▸ **TEXT PASSAGE**
= = = = =
Diffusion training: mxfp8 base precision (Blackwell) + SDXL U-Net regional compile#6852
Diffusion training: mxfp8 base precision (Blackwell) + SDXL U-Net regional compile#6852danielhanchen wants to merge 13 commits into
Conversation
- base_precision="mxfp8": torchao MX block-scaled float8 compute on the frozen base linears (Blackwell sm100+, cuBLAS kernels). Applied after add_adapter like fp8, never fatal, weights stay bf16 in memory. Measured 1.16x over compiled bf16 on Z-Image at 1024px batch 4 (16k tokens/step); a wash at small token counts, so it stays an explicit opt-in and auto never picks it. - SDXL: regionally compile the U-Net's BasicTransformerBlocks through the same never-fatal wrapper the DiT trainer uses. 1.35x steady state at 1024px batch 4 with same-seed loss parity (~1e-5 per step) and unchanged peak VRAM; ~30 s one-time warmup. Steady-state samples/sec now excludes step 1, matching the DiT trainer. - /info: mxfp8 advertised only on sm100+; supports_compile now true for sdxl. - NVFP4 training: not available in torchao 0.16 (no autograd path, no training recipe), so NVFP4 stays an inference-only quant for now. 193 diffusion backend tests green; frontend build clean.
= = = = =
[Referring-expression data]
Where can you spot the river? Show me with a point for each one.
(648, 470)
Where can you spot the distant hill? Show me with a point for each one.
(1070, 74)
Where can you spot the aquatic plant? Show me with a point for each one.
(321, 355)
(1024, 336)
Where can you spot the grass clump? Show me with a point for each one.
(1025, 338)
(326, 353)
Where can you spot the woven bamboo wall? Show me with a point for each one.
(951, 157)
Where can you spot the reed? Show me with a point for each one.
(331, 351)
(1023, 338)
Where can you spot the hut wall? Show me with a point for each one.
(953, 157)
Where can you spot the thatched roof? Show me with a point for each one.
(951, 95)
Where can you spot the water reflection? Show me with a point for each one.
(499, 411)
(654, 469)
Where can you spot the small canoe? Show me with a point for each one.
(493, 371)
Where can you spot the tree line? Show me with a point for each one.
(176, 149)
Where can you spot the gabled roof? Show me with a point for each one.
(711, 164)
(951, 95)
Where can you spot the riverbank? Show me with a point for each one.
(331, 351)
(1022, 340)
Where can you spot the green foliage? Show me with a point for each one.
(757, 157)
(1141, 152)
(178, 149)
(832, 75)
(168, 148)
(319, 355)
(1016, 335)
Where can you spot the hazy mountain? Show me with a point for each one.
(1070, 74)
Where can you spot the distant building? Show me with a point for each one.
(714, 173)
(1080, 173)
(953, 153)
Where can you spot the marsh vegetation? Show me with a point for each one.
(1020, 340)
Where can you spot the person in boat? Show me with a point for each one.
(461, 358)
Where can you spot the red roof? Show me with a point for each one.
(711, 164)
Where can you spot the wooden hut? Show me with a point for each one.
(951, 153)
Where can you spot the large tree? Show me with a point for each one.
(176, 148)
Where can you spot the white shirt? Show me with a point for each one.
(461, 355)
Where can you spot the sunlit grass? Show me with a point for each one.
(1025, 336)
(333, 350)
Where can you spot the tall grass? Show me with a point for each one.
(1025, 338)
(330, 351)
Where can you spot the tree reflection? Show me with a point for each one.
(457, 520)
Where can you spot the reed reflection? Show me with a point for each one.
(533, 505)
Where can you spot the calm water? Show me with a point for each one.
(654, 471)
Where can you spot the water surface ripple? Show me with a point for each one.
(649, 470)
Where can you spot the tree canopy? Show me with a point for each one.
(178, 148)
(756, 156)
= = = = =
▸ **TO DO**
Write the next part of the pull request text on mxfp8 diffusion training, picking up right after its final sentence. The rows are not needed for the task.

▸ **RESPONSE TO THE EXERCISE**
|
Codex usage limits have been reached for code reviews. Please check with the admins of this repo to increase the limits by adding credits. |
for more information, see https://pre-commit.ci
There was a problem hiding this comment.
Code Review
This pull request adds support for the mxfp8 (Blackwell-native block-scaled float8) base precision mode for DiT training, including GPU capability checks, module filtering, and fallback mechanisms. It also extends regional torch.compile support to SDXL's U-Net transformer blocks and updates the frontend to accommodate these options. The review feedback correctly identifies a UI bug where the compile control is nested inside an isDiT check, preventing it from being rendered for SDXL even though supportsCompile is enabled.
Important
The consumer version of Gemini Code Assist on GitHub is being sunset. Starting June 18, 2026, new organization installations will be blocked, and all code review activity will officially cease on July 17, 2026.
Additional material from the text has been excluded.